**** 提取数据 ****

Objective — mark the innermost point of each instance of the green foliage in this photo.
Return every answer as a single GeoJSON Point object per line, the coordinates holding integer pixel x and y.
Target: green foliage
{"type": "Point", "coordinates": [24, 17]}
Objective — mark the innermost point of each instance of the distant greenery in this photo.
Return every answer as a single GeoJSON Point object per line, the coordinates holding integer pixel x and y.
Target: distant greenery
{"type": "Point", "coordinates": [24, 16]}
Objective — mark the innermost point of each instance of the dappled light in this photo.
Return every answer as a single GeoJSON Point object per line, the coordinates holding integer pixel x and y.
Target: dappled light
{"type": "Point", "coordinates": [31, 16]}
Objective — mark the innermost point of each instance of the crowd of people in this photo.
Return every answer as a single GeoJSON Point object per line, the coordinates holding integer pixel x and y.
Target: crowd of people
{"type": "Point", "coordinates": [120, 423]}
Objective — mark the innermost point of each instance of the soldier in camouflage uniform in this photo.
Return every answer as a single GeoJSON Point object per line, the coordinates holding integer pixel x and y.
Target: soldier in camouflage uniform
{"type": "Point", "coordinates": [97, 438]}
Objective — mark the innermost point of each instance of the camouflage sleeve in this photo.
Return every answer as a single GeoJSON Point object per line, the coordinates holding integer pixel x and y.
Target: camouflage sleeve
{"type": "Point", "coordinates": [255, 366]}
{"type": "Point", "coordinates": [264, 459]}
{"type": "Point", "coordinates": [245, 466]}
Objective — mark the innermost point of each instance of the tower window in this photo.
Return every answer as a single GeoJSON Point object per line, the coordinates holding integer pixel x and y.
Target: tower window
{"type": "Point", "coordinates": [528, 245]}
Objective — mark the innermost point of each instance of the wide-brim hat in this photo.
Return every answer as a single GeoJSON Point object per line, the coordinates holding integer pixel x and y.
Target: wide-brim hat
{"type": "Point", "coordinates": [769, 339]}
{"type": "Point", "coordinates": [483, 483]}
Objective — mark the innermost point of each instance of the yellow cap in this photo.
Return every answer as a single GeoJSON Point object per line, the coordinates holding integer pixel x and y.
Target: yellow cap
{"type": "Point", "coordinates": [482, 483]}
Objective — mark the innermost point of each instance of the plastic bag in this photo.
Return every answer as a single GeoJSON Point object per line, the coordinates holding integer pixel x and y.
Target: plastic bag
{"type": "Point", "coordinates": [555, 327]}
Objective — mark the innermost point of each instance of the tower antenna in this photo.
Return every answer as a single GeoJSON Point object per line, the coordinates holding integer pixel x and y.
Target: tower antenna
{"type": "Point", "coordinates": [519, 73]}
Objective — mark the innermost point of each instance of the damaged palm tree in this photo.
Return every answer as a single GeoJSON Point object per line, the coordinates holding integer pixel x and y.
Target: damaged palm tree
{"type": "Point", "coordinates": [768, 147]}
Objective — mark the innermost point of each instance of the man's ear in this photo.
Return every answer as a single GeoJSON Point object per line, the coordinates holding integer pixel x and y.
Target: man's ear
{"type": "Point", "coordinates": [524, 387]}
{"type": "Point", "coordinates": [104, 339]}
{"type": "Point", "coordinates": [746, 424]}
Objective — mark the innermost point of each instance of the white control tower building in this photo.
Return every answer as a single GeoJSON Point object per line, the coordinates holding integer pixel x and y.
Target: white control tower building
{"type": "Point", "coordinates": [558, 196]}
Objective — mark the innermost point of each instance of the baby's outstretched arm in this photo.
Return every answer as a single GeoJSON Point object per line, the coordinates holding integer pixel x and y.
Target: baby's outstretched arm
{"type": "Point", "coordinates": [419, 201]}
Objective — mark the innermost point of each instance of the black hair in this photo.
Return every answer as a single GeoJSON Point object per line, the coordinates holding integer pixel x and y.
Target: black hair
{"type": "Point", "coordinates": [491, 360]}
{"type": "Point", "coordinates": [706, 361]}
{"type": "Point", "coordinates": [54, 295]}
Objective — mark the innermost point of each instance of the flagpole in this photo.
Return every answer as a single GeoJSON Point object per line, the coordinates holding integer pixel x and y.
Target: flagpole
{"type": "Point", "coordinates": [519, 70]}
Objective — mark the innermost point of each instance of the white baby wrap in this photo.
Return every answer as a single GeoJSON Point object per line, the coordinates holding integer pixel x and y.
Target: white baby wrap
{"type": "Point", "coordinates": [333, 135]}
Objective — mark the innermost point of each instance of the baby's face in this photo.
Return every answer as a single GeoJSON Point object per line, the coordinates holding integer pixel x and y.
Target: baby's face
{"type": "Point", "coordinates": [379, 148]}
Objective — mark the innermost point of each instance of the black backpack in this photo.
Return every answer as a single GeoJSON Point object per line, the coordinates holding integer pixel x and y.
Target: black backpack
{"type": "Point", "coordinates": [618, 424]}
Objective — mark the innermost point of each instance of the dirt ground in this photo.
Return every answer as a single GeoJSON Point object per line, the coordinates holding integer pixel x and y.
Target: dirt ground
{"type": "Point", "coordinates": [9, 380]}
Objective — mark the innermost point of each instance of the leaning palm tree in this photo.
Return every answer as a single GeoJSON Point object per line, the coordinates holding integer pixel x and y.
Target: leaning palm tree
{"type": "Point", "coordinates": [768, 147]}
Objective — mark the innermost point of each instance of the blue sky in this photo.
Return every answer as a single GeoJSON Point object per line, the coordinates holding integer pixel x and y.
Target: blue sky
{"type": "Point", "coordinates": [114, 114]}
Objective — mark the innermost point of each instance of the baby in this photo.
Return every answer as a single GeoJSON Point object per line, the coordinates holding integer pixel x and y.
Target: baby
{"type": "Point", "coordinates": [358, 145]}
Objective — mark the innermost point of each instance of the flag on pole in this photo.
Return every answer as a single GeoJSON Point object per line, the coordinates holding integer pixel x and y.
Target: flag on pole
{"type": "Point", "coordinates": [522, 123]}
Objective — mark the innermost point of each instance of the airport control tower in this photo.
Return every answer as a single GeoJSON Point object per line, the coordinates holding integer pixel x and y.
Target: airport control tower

****

*任务说明*:
把上面的列表逐字逐行完整地重复一遍。

*练习结果*:
Objective — mark the innermost point of each instance of the green foliage in this photo.
Return every answer as a single GeoJSON Point object per line, the coordinates holding integer pixel x and y.
Target: green foliage
{"type": "Point", "coordinates": [24, 17]}
Objective — mark the innermost point of each instance of the distant greenery in this photo.
Return every answer as a single GeoJSON Point object per line, the coordinates holding integer pixel x and y.
Target: distant greenery
{"type": "Point", "coordinates": [24, 16]}
Objective — mark the innermost point of each instance of the dappled light in this photo.
Return every answer as a single GeoJSON Point object per line, the coordinates holding integer pixel x and y.
Target: dappled light
{"type": "Point", "coordinates": [31, 16]}
Objective — mark the innermost point of each instance of the crowd of people in this photo.
Return every answer as a single GeoJSON Point object per line, the coordinates holding integer pixel x and y.
Target: crowd of people
{"type": "Point", "coordinates": [120, 423]}
Objective — mark the innermost point of each instance of the soldier in camouflage uniform in this photo.
Return every answer as a single GeoJSON Point object per line, the coordinates holding integer pixel x and y.
Target: soldier in camouflage uniform
{"type": "Point", "coordinates": [97, 438]}
Objective — mark the innermost point of each instance of the camouflage sleeve in this photo.
Return every answer as a single GeoJSON Point object per line, the coordinates holding integer pixel x and y.
Target: camouflage sleeve
{"type": "Point", "coordinates": [255, 366]}
{"type": "Point", "coordinates": [264, 459]}
{"type": "Point", "coordinates": [245, 466]}
Objective — mark the innermost point of each instance of the tower window in this photo.
Return every answer as a single GeoJSON Point object per line, the coordinates holding integer pixel x and y.
Target: tower window
{"type": "Point", "coordinates": [528, 245]}
Objective — mark the innermost point of each instance of the wide-brim hat in this photo.
Return every answer as a single GeoJSON Point object per line, the coordinates holding integer pixel x and y.
Target: wide-brim hat
{"type": "Point", "coordinates": [769, 339]}
{"type": "Point", "coordinates": [483, 483]}
Objective — mark the innermost point of each instance of the yellow cap in this photo.
Return every answer as a single GeoJSON Point object per line, the coordinates holding integer pixel x and y.
Target: yellow cap
{"type": "Point", "coordinates": [482, 483]}
Objective — mark the innermost point of each instance of the plastic bag in this photo.
Return every answer as a single GeoJSON Point object per line, the coordinates holding integer pixel x and y.
Target: plastic bag
{"type": "Point", "coordinates": [555, 327]}
Objective — mark the innermost point of each instance of the tower antenna in this photo.
Return every answer as a single GeoJSON Point object per line, the coordinates holding integer pixel x and y.
Target: tower antenna
{"type": "Point", "coordinates": [519, 73]}
Objective — mark the innermost point of each instance of the damaged palm tree in this photo.
Return every answer as a single GeoJSON Point object per line, the coordinates holding integer pixel x and y.
Target: damaged palm tree
{"type": "Point", "coordinates": [768, 147]}
Objective — mark the innermost point of each instance of the man's ear in this photo.
Return every answer as a single GeoJSON Point object per line, the coordinates holding integer pixel x and y.
Target: man's ear
{"type": "Point", "coordinates": [524, 387]}
{"type": "Point", "coordinates": [104, 339]}
{"type": "Point", "coordinates": [746, 424]}
Objective — mark the innermost point of each instance of the white control tower building in this photo.
Return every answer as a single GeoJSON Point object per line, the coordinates holding integer pixel x and y.
Target: white control tower building
{"type": "Point", "coordinates": [558, 196]}
Objective — mark the innermost point of each instance of the baby's outstretched arm in this photo.
Return every answer as a single GeoJSON Point object per line, the coordinates holding integer pixel x and y.
Target: baby's outstretched arm
{"type": "Point", "coordinates": [419, 201]}
Objective — mark the innermost point of each instance of the black hair in this photo.
Return every answer as a single GeoJSON Point object per line, the coordinates holding integer pixel x and y.
Target: black hair
{"type": "Point", "coordinates": [491, 360]}
{"type": "Point", "coordinates": [706, 361]}
{"type": "Point", "coordinates": [54, 295]}
Objective — mark the innermost point of each instance of the flagpole in this photo.
Return every answer as a single GeoJSON Point object per line, the coordinates holding integer pixel x and y.
Target: flagpole
{"type": "Point", "coordinates": [519, 70]}
Objective — mark the innermost point of each instance of the white baby wrap in this photo.
Return every answer as a single GeoJSON Point object per line, the coordinates holding integer pixel x and y.
Target: white baby wrap
{"type": "Point", "coordinates": [333, 135]}
Objective — mark the innermost point of each instance of the baby's face in this photo.
Return every answer as a single GeoJSON Point object per line, the coordinates holding integer pixel x and y.
Target: baby's face
{"type": "Point", "coordinates": [379, 148]}
Objective — mark the innermost point of each instance of the black backpack in this photo.
Return every answer as a single GeoJSON Point object per line, the coordinates holding integer pixel x and y.
Target: black backpack
{"type": "Point", "coordinates": [618, 424]}
Objective — mark the innermost point of each instance of the dirt ground in this photo.
Return every answer as a single GeoJSON Point object per line, the coordinates holding integer pixel x and y.
Target: dirt ground
{"type": "Point", "coordinates": [9, 380]}
Objective — mark the innermost point of each instance of the leaning palm tree in this photo.
Return every answer as a single GeoJSON Point object per line, the coordinates holding integer pixel x and y.
Target: leaning palm tree
{"type": "Point", "coordinates": [768, 147]}
Objective — mark the innermost point of each instance of the blue sky in this photo.
Return every answer as a single GeoJSON Point object per line, the coordinates holding integer pixel x and y.
Target: blue sky
{"type": "Point", "coordinates": [114, 114]}
Objective — mark the innermost point of each instance of the baby in this photo.
Return every answer as a single GeoJSON Point object per line, the coordinates holding integer pixel x and y.
Target: baby
{"type": "Point", "coordinates": [358, 145]}
Objective — mark the innermost point of each instance of the flag on pole in this photo.
Return every answer as a single GeoJSON Point object per line, the coordinates holding integer pixel x and y.
Target: flag on pole
{"type": "Point", "coordinates": [522, 123]}
Objective — mark the innermost point of each instance of the airport control tower in this photo.
Return every answer as a single GeoJSON Point object per line, the coordinates holding integer pixel x and y.
Target: airport control tower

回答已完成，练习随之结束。